Task data>
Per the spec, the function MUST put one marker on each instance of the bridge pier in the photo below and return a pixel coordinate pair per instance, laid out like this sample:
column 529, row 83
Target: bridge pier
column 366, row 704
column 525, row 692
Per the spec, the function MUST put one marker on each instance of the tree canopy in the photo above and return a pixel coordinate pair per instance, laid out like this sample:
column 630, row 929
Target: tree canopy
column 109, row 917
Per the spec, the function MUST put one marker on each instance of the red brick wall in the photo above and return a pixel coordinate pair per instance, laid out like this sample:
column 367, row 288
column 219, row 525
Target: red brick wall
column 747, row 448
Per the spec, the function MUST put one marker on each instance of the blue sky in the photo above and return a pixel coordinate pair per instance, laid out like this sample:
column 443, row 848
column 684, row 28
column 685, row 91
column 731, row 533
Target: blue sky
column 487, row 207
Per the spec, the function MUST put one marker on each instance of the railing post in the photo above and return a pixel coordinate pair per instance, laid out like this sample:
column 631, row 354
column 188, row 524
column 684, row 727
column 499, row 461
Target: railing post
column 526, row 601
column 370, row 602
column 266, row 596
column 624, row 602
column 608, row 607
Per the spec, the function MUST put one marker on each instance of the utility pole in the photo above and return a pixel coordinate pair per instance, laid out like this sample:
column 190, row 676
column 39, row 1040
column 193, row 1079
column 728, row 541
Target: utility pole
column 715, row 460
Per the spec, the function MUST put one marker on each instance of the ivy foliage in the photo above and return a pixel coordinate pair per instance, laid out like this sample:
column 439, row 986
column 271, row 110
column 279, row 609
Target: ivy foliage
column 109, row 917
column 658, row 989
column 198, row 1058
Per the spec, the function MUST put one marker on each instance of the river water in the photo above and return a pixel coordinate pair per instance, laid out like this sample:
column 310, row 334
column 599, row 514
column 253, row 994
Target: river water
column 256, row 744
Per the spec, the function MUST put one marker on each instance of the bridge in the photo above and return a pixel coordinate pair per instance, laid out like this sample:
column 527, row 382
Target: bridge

Exercise objective>
Copy every item above word for word, keeping each line in its original order.

Solution for this problem>
Per the spec, the function MUST put one marker on each instance of the bridge pier in the photo below and return a pixel coordinate pair per instance, laid out like this sample:
column 529, row 83
Target: bridge pier
column 366, row 704
column 525, row 692
Per the spec, the function MUST put one marker on each instance of the tree canopy in the photo above and return a pixel coordinate pair per instance, laid out like this sample:
column 630, row 929
Target: tree canopy
column 109, row 917
Per the spec, the function MUST put one marker on each instance of the red brick wall in the photo above and return a pixel coordinate pair per instance, laid out like this sample:
column 367, row 288
column 219, row 525
Target: red brick wall
column 747, row 448
Per the spec, the function MUST put one marker on each instance of the blue sky in the photo above and return a pixel coordinate pair per instance, laid out like this sample:
column 443, row 848
column 684, row 28
column 685, row 91
column 731, row 533
Target: blue sky
column 487, row 207
Per the spec, the function MUST put one marker on each instance of the railing post in the photo above and return a pixel coordinate pair per instance, laid out like this sample:
column 631, row 354
column 188, row 524
column 684, row 727
column 499, row 461
Target: railing post
column 526, row 601
column 370, row 602
column 266, row 596
column 624, row 602
column 608, row 607
Per the spec, the function MUST put one marker on each instance of the utility pole in the photo above and return a pixel coordinate pair per instance, laid out like this sample:
column 190, row 676
column 39, row 1040
column 193, row 1079
column 728, row 541
Target: utility pole
column 715, row 460
Per the spec, the function MUST put one marker on each instance of the ivy foliage in the photo above and return a pixel coordinate pair per instance, laid out like this sample:
column 439, row 986
column 271, row 110
column 279, row 609
Target: ivy foliage
column 109, row 917
column 658, row 989
column 198, row 1058
Per the spec, the function MUST put one marker on each instance of the river water in the photo above and return a pixel coordinate pair per instance, laid out like this sample:
column 310, row 334
column 599, row 514
column 253, row 994
Target: river water
column 256, row 744
Per the spec, the function MUST put one marker on each instance of the bridge in the photo above and return a pixel coordinate pair per instance, laid out like this sample:
column 527, row 382
Target: bridge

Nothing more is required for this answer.